**To be done:** Collect each line of the records below that contains the string "green".

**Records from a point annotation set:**

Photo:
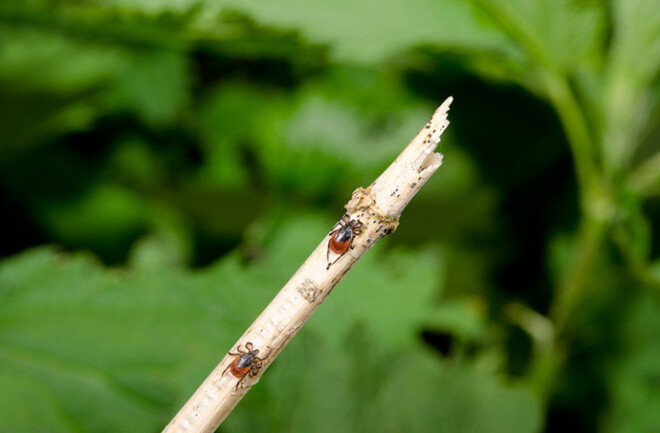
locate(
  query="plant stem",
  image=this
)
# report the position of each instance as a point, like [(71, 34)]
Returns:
[(378, 209)]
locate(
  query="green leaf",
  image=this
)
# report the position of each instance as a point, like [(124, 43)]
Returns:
[(634, 66), (361, 387), (94, 343), (634, 378)]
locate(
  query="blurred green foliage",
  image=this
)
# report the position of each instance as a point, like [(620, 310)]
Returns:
[(166, 165)]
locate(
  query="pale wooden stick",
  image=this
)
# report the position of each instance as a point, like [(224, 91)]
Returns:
[(377, 208)]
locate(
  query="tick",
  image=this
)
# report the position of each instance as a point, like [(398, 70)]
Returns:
[(341, 239), (246, 363)]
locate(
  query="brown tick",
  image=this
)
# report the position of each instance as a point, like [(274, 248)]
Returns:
[(342, 238), (246, 362)]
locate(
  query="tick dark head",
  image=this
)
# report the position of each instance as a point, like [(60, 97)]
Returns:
[(341, 239)]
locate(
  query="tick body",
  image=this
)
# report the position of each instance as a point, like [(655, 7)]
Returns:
[(341, 239), (246, 363)]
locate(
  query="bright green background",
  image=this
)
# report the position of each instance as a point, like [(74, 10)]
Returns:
[(166, 165)]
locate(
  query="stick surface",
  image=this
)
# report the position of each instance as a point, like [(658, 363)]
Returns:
[(378, 209)]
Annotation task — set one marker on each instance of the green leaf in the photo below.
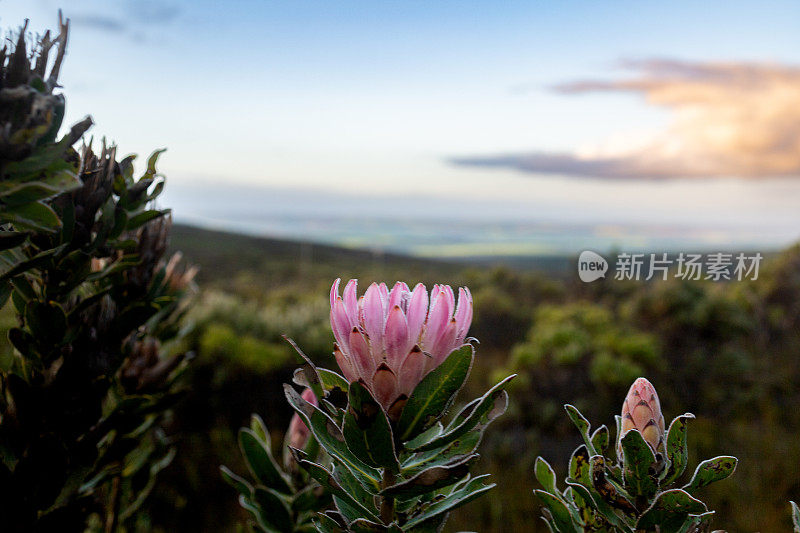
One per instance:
(11, 239)
(580, 468)
(695, 523)
(596, 502)
(711, 470)
(462, 495)
(237, 482)
(476, 414)
(583, 426)
(33, 216)
(33, 191)
(349, 483)
(669, 511)
(312, 377)
(366, 429)
(140, 219)
(601, 439)
(46, 321)
(260, 429)
(313, 497)
(435, 393)
(260, 461)
(273, 509)
(431, 479)
(326, 524)
(331, 439)
(545, 475)
(638, 467)
(606, 491)
(253, 509)
(453, 451)
(676, 450)
(561, 518)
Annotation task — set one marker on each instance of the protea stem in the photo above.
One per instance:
(387, 502)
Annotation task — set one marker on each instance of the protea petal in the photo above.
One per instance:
(298, 432)
(412, 371)
(641, 411)
(373, 316)
(391, 339)
(396, 337)
(345, 365)
(398, 296)
(417, 312)
(437, 320)
(463, 314)
(351, 301)
(445, 343)
(335, 290)
(340, 323)
(360, 356)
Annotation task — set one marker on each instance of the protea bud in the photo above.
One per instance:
(298, 432)
(391, 339)
(641, 411)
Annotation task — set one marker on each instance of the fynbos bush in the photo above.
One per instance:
(639, 490)
(82, 264)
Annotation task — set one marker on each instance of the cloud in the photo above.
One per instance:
(137, 17)
(729, 119)
(98, 22)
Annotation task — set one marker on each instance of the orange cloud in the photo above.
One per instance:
(730, 119)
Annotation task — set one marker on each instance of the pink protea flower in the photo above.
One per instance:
(641, 411)
(298, 432)
(392, 339)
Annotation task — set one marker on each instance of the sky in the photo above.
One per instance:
(547, 126)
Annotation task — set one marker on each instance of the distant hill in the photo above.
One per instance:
(223, 254)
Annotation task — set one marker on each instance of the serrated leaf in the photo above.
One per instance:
(638, 466)
(455, 499)
(601, 439)
(545, 475)
(33, 216)
(697, 523)
(326, 479)
(237, 482)
(560, 515)
(580, 468)
(260, 429)
(669, 511)
(596, 502)
(366, 429)
(273, 509)
(452, 451)
(676, 449)
(435, 393)
(260, 461)
(583, 426)
(431, 479)
(711, 470)
(609, 492)
(326, 524)
(331, 439)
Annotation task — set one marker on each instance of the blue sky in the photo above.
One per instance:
(366, 105)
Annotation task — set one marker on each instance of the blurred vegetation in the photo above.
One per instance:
(724, 351)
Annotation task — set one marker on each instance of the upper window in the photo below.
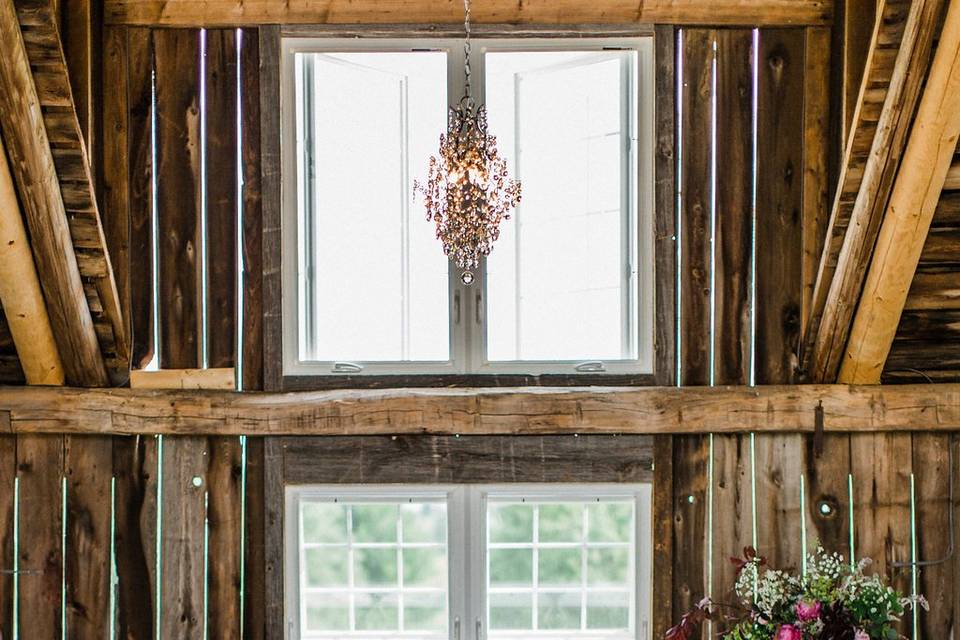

**Written solution:**
  query="green leaf",
  query="blurred green foliage",
  query="bright green background",
Annotation task — set one marker on each instance of the green leaf in the photo below.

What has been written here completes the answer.